### Task statement
Can you turn the listing, starting with the line that contains "Place one point per instance of the woman's finger." and going on through the end of the listing, into a Markdown table with the columns Row and Line, where each row holds a running number and one line of text, and blank lines are skipped?

### Data provided
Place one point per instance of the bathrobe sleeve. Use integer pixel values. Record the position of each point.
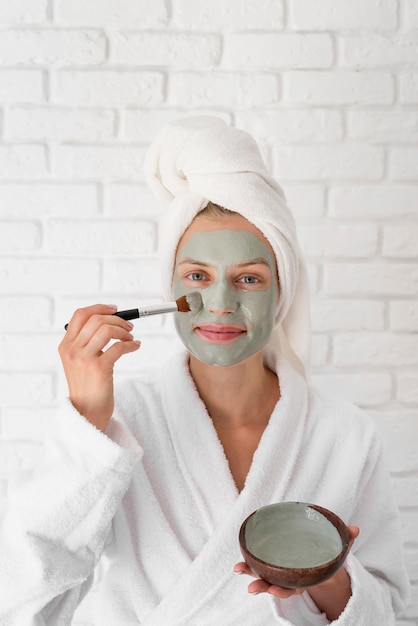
(57, 520)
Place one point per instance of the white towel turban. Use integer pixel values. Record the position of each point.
(200, 159)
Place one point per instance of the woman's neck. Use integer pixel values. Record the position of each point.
(238, 395)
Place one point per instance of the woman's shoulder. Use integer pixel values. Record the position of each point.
(342, 419)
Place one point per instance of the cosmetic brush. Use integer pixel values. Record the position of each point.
(192, 302)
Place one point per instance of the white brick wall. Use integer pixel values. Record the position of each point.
(330, 91)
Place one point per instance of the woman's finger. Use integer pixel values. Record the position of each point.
(81, 317)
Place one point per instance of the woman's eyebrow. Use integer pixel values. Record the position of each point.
(258, 261)
(189, 261)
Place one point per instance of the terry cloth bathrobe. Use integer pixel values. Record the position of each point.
(154, 497)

### Written solution
| Row | Line |
|---|---|
| 1 | Place one point per instance of the woman's finger. Use integer pixel values. Record the position of each point. |
| 2 | (81, 317) |
| 3 | Place one point per instance of the woman's eyebrow. Use integer pixel values. Record the position of each point. |
| 4 | (258, 261) |
| 5 | (189, 261) |
| 6 | Place one point per instance of the terry cloth bathrobe. Use integer pixel values. Record the position of each point. |
| 7 | (154, 497) |